**The exercise:**
Reproduce every one of the following records line for line, with no character altered.
══════════════════════════════
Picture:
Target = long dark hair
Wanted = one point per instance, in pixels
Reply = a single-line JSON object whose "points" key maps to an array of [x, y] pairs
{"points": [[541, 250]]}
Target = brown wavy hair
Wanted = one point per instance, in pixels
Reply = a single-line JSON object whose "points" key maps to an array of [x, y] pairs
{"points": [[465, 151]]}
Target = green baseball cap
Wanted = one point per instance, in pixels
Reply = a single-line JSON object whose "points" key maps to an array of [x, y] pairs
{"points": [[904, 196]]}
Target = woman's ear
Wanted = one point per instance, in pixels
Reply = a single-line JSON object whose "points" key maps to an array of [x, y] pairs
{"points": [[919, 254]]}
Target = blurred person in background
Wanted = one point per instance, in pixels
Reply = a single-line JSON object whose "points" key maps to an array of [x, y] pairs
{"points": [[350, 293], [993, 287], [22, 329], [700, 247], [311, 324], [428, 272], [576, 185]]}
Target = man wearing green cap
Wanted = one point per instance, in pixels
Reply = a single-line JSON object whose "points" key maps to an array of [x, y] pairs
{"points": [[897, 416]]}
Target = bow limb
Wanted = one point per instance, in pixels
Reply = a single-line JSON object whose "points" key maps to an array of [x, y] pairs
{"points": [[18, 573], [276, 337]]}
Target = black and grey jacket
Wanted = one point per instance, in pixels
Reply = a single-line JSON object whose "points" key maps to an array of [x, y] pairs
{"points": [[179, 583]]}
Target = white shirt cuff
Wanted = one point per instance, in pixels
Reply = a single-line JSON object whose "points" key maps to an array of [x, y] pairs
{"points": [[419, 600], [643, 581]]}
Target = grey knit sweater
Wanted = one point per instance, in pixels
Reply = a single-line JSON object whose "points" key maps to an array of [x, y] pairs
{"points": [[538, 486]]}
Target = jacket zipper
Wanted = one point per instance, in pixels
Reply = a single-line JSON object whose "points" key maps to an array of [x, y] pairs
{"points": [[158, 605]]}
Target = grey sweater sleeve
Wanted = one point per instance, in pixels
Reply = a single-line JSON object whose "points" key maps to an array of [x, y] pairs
══════════════════════════════
**Result below:**
Picture:
Target = long dark hair
Wanted = one point per instance, in pixels
Reply = a single-line JSON object whose "points" key maps to an array of [x, y] pairs
{"points": [[541, 250]]}
Target = brown wavy hair
Wanted = one point per instance, in pixels
Reply = a single-line JSON object whose "points" key maps to an array of [x, y] pairs
{"points": [[465, 151]]}
Target = green baseball cap
Wanted = one point per instance, in pixels
Reply = a single-line JSON object whose "points" key maps to an array of [x, y] pairs
{"points": [[904, 196]]}
Target = woman's ear
Wanted = one point per instance, in pixels
Reply = a single-line JSON object whose "points" key maps to an array of [x, y] pairs
{"points": [[919, 254]]}
Target = blurred person in background
Wanted = one point per instance, in pixels
Reply = a single-line JSON object whose "points" key maps to an array of [x, y] pairs
{"points": [[350, 293], [993, 287], [22, 329], [700, 247], [311, 324], [428, 272], [576, 185]]}
Target = man wearing green cap
Wanted = one point per instance, in pixels
Reply = a single-line JSON object whose "points" key maps to an array of [x, y] pairs
{"points": [[897, 416]]}
Target = bow limb
Wanted = one point per instance, in pixels
Reply = a single-line JSON object whose "points" key maps to an array of [x, y] pairs
{"points": [[18, 573], [276, 337]]}
Target = black and grey jacket
Wanted = one point per instance, in pixels
Reply = a single-line JSON object whose "points" key maps to an array of [x, y] pairs
{"points": [[179, 583]]}
Target = white shirt cuff
Wanted = one point per instance, in pixels
Reply = a single-line JSON object whose "points" key maps to an array of [x, y] pairs
{"points": [[419, 600], [643, 581]]}
Target = grey knit sweater
Wanted = one point per instance, in pixels
Reply = a single-line JSON object whose "points" key maps to an array of [x, y] pairs
{"points": [[538, 486]]}
Target = jacket zipper
Wanted = one point per instance, in pixels
Reply = a single-line JSON object whose "points" key maps to an array of [x, y] pairs
{"points": [[158, 605]]}
Target = grey sweater sleeve
Wanted = one point per instance, in pixels
Reply = a single-line JSON object whose "points" key maps to an array of [x, y] pairs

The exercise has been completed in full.